--- begin ---
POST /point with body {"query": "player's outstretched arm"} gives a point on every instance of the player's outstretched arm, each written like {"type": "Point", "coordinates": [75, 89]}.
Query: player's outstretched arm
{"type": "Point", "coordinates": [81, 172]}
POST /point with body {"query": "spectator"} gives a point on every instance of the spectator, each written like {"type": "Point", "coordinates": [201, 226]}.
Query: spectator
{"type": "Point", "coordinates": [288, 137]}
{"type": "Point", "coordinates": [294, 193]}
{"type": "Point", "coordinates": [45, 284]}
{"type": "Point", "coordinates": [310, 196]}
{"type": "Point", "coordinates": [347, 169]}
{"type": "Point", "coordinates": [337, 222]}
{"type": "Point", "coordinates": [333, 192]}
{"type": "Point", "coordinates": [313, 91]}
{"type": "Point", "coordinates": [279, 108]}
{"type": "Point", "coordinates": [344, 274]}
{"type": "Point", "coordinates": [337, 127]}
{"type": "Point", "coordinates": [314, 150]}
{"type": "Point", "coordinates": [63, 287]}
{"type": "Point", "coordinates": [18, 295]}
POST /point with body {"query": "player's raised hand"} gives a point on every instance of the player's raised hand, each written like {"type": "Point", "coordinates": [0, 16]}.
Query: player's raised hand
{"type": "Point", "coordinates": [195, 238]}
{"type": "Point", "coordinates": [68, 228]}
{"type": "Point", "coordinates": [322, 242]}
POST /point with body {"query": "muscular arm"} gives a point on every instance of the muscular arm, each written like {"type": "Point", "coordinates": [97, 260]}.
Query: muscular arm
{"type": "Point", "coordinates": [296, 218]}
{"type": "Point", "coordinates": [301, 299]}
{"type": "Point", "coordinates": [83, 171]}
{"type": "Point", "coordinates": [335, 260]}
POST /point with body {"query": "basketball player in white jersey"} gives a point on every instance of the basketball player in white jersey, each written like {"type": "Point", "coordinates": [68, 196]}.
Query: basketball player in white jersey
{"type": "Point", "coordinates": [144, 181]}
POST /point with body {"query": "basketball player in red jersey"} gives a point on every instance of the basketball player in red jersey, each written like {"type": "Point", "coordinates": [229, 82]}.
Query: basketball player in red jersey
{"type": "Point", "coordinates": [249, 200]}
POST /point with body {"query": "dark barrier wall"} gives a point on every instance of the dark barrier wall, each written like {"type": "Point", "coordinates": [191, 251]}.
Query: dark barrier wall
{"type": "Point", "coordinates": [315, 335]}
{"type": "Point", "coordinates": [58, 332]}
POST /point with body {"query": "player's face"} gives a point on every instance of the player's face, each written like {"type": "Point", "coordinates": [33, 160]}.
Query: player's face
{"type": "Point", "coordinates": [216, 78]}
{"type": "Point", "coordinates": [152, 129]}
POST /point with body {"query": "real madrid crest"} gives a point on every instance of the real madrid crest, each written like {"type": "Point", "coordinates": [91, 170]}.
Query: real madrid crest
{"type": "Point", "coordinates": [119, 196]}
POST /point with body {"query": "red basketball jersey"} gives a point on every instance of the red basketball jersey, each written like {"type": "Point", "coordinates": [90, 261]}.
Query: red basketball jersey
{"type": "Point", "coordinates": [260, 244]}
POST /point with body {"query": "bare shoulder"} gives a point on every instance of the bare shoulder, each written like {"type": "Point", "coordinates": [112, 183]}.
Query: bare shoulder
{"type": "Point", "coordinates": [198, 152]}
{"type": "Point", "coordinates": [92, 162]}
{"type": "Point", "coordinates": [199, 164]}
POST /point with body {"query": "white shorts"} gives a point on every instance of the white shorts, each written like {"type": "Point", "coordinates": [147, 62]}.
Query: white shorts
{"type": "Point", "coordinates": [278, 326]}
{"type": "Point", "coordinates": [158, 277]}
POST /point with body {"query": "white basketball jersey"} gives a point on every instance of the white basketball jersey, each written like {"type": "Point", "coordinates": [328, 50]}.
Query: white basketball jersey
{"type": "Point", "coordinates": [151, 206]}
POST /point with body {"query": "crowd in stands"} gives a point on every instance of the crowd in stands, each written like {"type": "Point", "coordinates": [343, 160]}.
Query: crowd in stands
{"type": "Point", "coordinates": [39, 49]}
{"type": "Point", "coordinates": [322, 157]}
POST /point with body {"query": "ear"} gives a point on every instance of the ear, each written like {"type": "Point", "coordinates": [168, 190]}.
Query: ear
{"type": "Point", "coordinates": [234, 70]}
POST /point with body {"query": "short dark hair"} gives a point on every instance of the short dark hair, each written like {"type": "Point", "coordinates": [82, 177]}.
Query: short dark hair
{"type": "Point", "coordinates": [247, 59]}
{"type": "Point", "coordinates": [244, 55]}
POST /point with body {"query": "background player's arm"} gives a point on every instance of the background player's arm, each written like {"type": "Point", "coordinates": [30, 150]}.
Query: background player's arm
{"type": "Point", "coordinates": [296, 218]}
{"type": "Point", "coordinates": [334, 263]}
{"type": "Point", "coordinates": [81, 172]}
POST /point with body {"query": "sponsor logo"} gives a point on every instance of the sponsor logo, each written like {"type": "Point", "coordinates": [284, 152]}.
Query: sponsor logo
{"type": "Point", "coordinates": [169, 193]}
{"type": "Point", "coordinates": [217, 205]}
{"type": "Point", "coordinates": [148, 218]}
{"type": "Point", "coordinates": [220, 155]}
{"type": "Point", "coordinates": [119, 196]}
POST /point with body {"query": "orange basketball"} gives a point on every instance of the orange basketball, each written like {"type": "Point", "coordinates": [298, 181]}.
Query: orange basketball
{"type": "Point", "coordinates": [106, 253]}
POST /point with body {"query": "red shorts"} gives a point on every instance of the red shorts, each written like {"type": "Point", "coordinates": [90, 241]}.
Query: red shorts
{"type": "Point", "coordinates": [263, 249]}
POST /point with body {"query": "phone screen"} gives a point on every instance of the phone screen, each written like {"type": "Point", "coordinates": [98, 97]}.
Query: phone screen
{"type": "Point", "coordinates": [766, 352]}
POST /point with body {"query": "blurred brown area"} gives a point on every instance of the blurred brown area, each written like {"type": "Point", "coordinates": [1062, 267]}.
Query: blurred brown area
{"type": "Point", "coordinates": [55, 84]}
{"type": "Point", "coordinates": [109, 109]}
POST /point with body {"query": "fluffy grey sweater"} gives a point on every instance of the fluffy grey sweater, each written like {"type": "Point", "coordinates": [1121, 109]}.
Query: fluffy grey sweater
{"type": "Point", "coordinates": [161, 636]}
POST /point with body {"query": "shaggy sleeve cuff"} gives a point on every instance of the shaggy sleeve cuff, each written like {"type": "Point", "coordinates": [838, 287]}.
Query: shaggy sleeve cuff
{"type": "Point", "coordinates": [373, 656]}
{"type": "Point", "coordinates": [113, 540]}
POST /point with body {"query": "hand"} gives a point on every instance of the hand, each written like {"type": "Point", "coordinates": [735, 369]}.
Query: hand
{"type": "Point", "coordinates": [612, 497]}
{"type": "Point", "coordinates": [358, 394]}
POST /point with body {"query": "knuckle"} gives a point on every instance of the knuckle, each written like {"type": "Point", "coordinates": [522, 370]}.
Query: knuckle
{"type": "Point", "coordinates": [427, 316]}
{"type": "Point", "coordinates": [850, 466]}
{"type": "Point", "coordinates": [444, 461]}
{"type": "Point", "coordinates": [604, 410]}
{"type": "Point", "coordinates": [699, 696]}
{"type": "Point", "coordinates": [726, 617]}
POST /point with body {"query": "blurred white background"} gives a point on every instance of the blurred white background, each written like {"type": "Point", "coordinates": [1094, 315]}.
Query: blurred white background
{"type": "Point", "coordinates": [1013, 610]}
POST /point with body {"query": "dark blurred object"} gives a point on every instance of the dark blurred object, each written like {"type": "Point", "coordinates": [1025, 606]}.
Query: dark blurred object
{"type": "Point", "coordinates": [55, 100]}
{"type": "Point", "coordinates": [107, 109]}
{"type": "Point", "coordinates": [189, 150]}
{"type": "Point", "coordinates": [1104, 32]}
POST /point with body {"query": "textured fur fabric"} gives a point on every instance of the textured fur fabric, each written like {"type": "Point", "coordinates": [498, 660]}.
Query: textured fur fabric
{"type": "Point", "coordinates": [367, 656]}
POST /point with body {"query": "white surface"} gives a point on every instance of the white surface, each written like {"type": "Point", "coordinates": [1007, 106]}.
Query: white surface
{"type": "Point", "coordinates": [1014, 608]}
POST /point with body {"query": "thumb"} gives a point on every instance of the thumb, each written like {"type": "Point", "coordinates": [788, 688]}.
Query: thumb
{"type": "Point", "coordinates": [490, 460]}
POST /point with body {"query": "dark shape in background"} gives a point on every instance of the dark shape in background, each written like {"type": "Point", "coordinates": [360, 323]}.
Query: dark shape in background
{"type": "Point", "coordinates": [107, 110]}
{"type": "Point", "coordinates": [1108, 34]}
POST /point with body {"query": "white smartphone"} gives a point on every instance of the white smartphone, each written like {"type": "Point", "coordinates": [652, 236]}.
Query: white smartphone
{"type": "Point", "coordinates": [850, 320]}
--- end ---
Do this:
Quote exactly the line containing "the knuckle, each" and every later line through the end of the listing, and no other lines.

Result:
POST /point with body {"query": "knuckle"} gives a point on every instance of the knuckle, each written like {"type": "Point", "coordinates": [522, 370]}.
Query: knuckle
{"type": "Point", "coordinates": [427, 316]}
{"type": "Point", "coordinates": [850, 466]}
{"type": "Point", "coordinates": [444, 461]}
{"type": "Point", "coordinates": [604, 410]}
{"type": "Point", "coordinates": [699, 696]}
{"type": "Point", "coordinates": [726, 617]}
POST /point with body {"query": "blurred white background"} gives a point on every instance of the blurred white background, each written like {"type": "Point", "coordinates": [1094, 315]}.
Query: blurred white background
{"type": "Point", "coordinates": [1013, 610]}
POST /point with body {"query": "dark blurred object"} gives a point on every instance of the dark blurred object, each written like {"type": "Point", "coordinates": [1025, 606]}.
Query: dark blurred object
{"type": "Point", "coordinates": [55, 100]}
{"type": "Point", "coordinates": [107, 109]}
{"type": "Point", "coordinates": [189, 150]}
{"type": "Point", "coordinates": [1104, 32]}
POST /point with body {"query": "textured fur fabric"} gives a point on every instance of the textured fur fabric, each written like {"type": "Point", "coordinates": [498, 660]}.
Query: textured fur fabric
{"type": "Point", "coordinates": [367, 656]}
POST /point with body {"query": "white surface"} gives a point on every instance of the white surface, each written like {"type": "Point", "coordinates": [1007, 106]}.
Query: white surface
{"type": "Point", "coordinates": [1014, 608]}
POST /point with body {"query": "thumb"} gives a point on every instance of the thumb, each written like {"type": "Point", "coordinates": [788, 688]}.
Query: thumb
{"type": "Point", "coordinates": [490, 460]}
POST /point with body {"query": "dark shape in background"} gives a point on every instance of the dark shape in background, each written like {"type": "Point", "coordinates": [360, 323]}.
Query: dark shape in background
{"type": "Point", "coordinates": [107, 110]}
{"type": "Point", "coordinates": [1108, 34]}
POST /point with body {"query": "white smartphone"} gives a point on every instance of the white smartphone, each written like {"type": "Point", "coordinates": [652, 236]}.
Query: white smartphone
{"type": "Point", "coordinates": [850, 320]}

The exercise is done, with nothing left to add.